* [Information shown]:
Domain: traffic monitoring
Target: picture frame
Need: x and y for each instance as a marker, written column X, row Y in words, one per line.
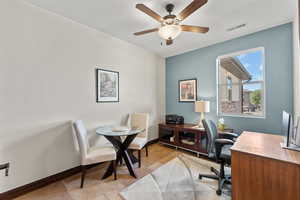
column 187, row 90
column 107, row 86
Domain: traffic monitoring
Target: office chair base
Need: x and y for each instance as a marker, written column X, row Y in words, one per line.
column 221, row 177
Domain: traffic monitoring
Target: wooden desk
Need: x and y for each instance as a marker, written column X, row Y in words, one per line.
column 176, row 135
column 262, row 170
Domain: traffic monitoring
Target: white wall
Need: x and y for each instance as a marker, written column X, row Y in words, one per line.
column 296, row 66
column 47, row 78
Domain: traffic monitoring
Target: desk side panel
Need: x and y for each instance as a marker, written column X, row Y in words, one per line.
column 259, row 178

* [Given request]: Reproduce all of the entries above word for word, leaving out the picture.

* [Output]:
Domain: traffic monitoring
Target: picture frame
Need: x and y for each instance as a marker, written column X, row Y in words, one per line.
column 187, row 90
column 107, row 86
Domain: traffic monitoring
Target: office chair base
Need: x and y for each instance as a marker, written column X, row Y in words, one per line.
column 221, row 177
Domain: traffic monitoring
Target: wooden desk
Need: x and y for each instance as a marker, written column X, row Y in words, one per line.
column 176, row 135
column 262, row 170
Domain: traffic monitoring
Target: white wall
Need: x and y for each instance as a marker, written column X, row Y in words, one per line.
column 296, row 66
column 47, row 78
Domain: traffic monitoring
Target: desk side panel
Need: x and y for each instance as a marker, written column X, row Y in words, one per line.
column 259, row 178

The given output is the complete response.